→ **Work order**: Look through the records below for the line with "Please identify where the arched doorway" and the line with "Please identify where the window", then return those lines and all lines between, exactly.

→ **Dataset content**:
•••

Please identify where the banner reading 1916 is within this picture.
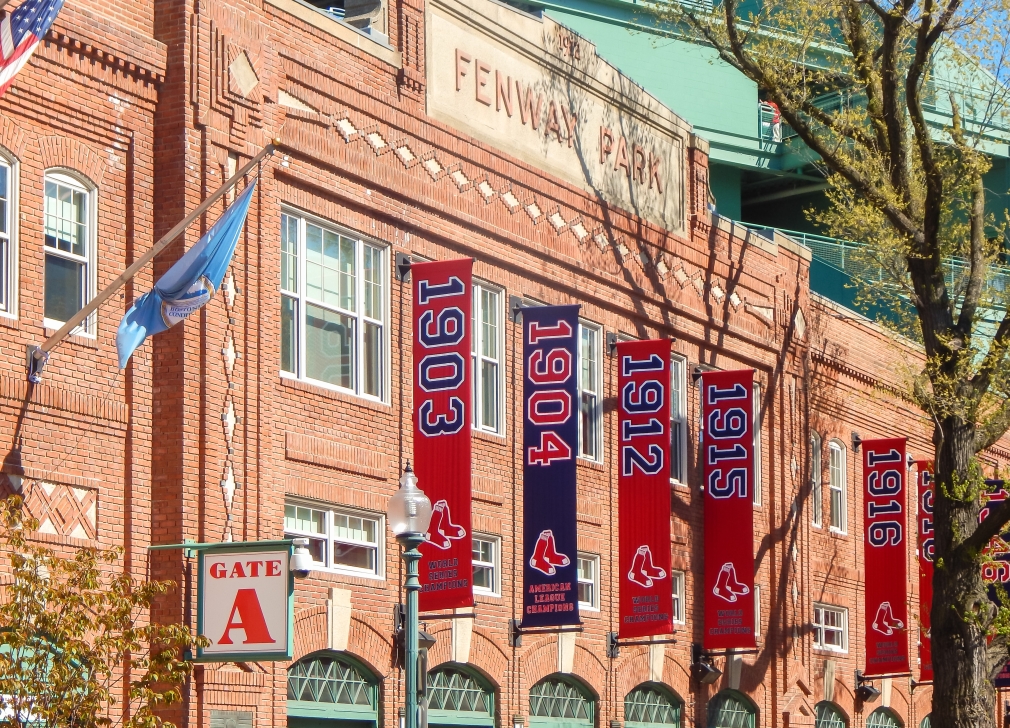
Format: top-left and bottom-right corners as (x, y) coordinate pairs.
(522, 304), (581, 627)
(413, 258), (474, 612)
(915, 461), (934, 683)
(617, 339), (673, 638)
(863, 437), (908, 677)
(701, 368), (756, 650)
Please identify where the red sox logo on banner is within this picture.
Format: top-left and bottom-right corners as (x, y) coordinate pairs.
(862, 438), (909, 677)
(701, 368), (756, 650)
(617, 339), (673, 639)
(915, 461), (934, 683)
(412, 259), (474, 612)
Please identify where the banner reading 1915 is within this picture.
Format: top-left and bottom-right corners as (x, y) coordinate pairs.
(522, 304), (581, 627)
(617, 339), (673, 638)
(701, 368), (756, 650)
(915, 461), (934, 683)
(863, 437), (908, 677)
(413, 258), (474, 612)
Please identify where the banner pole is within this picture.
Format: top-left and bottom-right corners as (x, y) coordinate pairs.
(27, 140), (279, 382)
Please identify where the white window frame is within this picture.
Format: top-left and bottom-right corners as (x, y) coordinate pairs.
(576, 552), (600, 611)
(283, 499), (385, 579)
(671, 570), (686, 624)
(0, 152), (17, 319)
(829, 440), (847, 534)
(279, 209), (389, 402)
(471, 533), (500, 597)
(471, 281), (504, 435)
(754, 583), (761, 637)
(43, 170), (96, 335)
(753, 381), (763, 506)
(811, 431), (823, 528)
(670, 354), (688, 485)
(813, 603), (848, 652)
(577, 320), (603, 462)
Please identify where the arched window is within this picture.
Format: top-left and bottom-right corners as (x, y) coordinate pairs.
(814, 702), (847, 728)
(810, 432), (822, 527)
(625, 683), (683, 727)
(427, 665), (495, 727)
(43, 169), (95, 333)
(707, 690), (757, 728)
(287, 652), (379, 726)
(920, 715), (931, 728)
(866, 708), (903, 728)
(0, 148), (17, 317)
(529, 675), (594, 728)
(828, 440), (847, 533)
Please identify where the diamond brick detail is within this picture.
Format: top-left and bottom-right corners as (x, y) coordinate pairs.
(525, 202), (542, 221)
(594, 232), (609, 250)
(395, 145), (416, 165)
(549, 212), (566, 231)
(674, 268), (689, 286)
(571, 222), (589, 241)
(221, 463), (236, 509)
(335, 118), (358, 141)
(711, 283), (725, 301)
(656, 259), (669, 276)
(223, 271), (236, 308)
(502, 190), (520, 210)
(423, 157), (443, 179)
(450, 169), (470, 189)
(730, 291), (743, 308)
(692, 277), (705, 296)
(223, 399), (236, 441)
(478, 181), (496, 199)
(365, 131), (387, 152)
(222, 333), (237, 374)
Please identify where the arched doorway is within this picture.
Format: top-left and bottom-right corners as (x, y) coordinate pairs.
(920, 715), (931, 728)
(866, 708), (903, 728)
(427, 664), (496, 728)
(813, 702), (847, 728)
(624, 682), (683, 728)
(707, 690), (757, 728)
(287, 651), (380, 728)
(529, 675), (595, 728)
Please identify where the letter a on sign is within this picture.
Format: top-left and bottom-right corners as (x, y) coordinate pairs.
(197, 546), (293, 661)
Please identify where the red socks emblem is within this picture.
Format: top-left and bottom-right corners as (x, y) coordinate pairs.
(627, 545), (666, 588)
(712, 561), (750, 603)
(530, 529), (570, 576)
(424, 499), (466, 550)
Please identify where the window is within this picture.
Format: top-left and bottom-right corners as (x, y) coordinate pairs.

•••

→ **Solution**:
Please identify where the arched doorway is within this picture.
Format: top-left and bottom-right corners as (x, y) coordinate pairs.
(920, 715), (931, 728)
(866, 708), (903, 728)
(427, 664), (496, 728)
(813, 702), (847, 728)
(624, 682), (683, 728)
(707, 690), (757, 728)
(287, 651), (380, 728)
(529, 675), (595, 728)
Please identify where the letter a on sign is within this picture.
Format: top-left and bottom-right corners as (x, y) coordinate pairs.
(197, 546), (293, 661)
Please identify where the red socks emblem is within this picture.
Format: top-left and bottom-right corners as (x, y) coordinate pairs.
(627, 545), (666, 588)
(712, 561), (750, 603)
(530, 529), (570, 576)
(424, 499), (466, 550)
Please identify where the window is within this picture.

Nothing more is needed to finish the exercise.